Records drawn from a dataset
++++++++++++++++++++
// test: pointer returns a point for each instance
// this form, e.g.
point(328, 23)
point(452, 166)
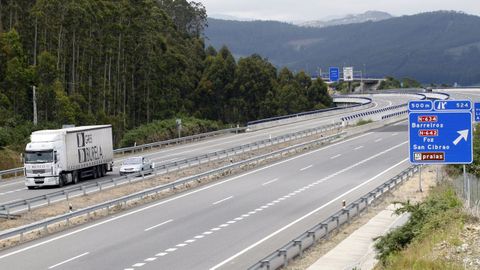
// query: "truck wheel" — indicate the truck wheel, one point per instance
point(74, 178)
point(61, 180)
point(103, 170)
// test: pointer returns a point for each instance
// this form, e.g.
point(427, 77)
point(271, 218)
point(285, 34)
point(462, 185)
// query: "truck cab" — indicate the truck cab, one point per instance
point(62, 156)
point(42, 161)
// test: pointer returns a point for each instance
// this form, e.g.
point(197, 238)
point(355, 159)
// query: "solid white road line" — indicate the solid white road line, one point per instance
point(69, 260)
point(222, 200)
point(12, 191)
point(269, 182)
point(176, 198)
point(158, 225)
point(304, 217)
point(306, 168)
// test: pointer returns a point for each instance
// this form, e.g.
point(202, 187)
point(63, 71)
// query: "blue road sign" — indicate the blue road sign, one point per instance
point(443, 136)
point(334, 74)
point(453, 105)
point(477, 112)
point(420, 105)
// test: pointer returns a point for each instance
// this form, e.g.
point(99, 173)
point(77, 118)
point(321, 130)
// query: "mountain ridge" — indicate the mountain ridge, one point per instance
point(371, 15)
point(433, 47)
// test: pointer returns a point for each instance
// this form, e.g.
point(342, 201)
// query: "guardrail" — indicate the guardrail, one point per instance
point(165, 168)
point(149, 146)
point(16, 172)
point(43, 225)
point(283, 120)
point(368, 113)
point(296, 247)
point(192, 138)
++++++++++++++++++++
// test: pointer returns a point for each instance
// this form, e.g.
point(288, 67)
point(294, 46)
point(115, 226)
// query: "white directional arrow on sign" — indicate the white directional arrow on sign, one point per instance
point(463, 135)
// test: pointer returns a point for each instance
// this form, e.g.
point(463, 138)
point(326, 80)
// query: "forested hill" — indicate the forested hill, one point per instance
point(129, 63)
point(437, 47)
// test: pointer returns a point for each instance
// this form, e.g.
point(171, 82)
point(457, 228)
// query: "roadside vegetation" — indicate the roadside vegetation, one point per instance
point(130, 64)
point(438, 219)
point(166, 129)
++++++++++++++++++++
Problem details: Reproduce, word for word and in full, only the lines above that start at the line with "ridge, one point per instance" and run through the line with "point(342, 201)", both ends included.

Output of the exercise:
// query: "mountain ridge" — indicate the mountain ridge, one point per instance
point(371, 15)
point(433, 47)
// test: pointer returns a point for each instance
// this form, e.g.
point(342, 201)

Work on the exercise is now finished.